Dataset entries:
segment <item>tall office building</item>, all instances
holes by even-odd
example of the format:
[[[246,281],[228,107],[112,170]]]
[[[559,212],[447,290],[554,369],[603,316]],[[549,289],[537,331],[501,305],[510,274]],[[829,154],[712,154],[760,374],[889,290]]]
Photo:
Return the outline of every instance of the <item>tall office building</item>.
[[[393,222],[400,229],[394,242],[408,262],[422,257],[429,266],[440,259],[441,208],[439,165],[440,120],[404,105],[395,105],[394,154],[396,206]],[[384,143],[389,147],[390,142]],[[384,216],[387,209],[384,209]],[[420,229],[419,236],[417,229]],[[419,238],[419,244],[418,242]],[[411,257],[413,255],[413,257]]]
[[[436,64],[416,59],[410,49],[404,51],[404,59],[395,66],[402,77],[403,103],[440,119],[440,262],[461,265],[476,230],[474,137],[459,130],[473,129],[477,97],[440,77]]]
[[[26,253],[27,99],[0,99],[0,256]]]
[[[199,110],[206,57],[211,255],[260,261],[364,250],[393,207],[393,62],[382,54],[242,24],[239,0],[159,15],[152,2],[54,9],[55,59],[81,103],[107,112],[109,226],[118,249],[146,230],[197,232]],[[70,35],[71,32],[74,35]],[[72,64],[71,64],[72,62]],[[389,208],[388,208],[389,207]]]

Problem to work on =
Could you copy out all of the records above exactly?

The answer =
segment <item>tall office building</item>, all instances
holes by even-odd
example of the format:
[[[246,281],[228,107],[112,170]]]
[[[559,212],[447,290],[554,369],[603,316]],[[549,289],[537,331],[501,305],[510,274]],[[829,154],[712,154],[760,374],[889,290]]]
Photo:
Return the outline of every instance of the <item>tall office building</item>.
[[[393,222],[400,229],[394,242],[408,262],[422,257],[429,266],[440,259],[441,208],[439,165],[440,120],[404,105],[395,105],[394,154],[396,206]],[[384,143],[389,147],[390,142]],[[384,216],[387,209],[384,209]],[[420,229],[419,236],[417,229]],[[419,238],[419,244],[418,242]],[[411,257],[413,255],[413,257]]]
[[[436,64],[416,59],[410,49],[404,51],[404,59],[395,66],[402,77],[403,103],[440,119],[440,262],[461,265],[476,230],[474,137],[459,130],[473,129],[477,97],[440,77]]]
[[[26,253],[27,99],[0,99],[0,256]]]
[[[199,110],[206,57],[211,255],[260,261],[364,250],[393,207],[393,62],[382,54],[242,24],[239,0],[159,15],[152,2],[54,9],[55,59],[81,103],[107,112],[109,226],[118,249],[146,230],[197,232]],[[70,35],[71,32],[74,35]],[[72,64],[71,64],[72,62]],[[389,208],[388,208],[389,207]]]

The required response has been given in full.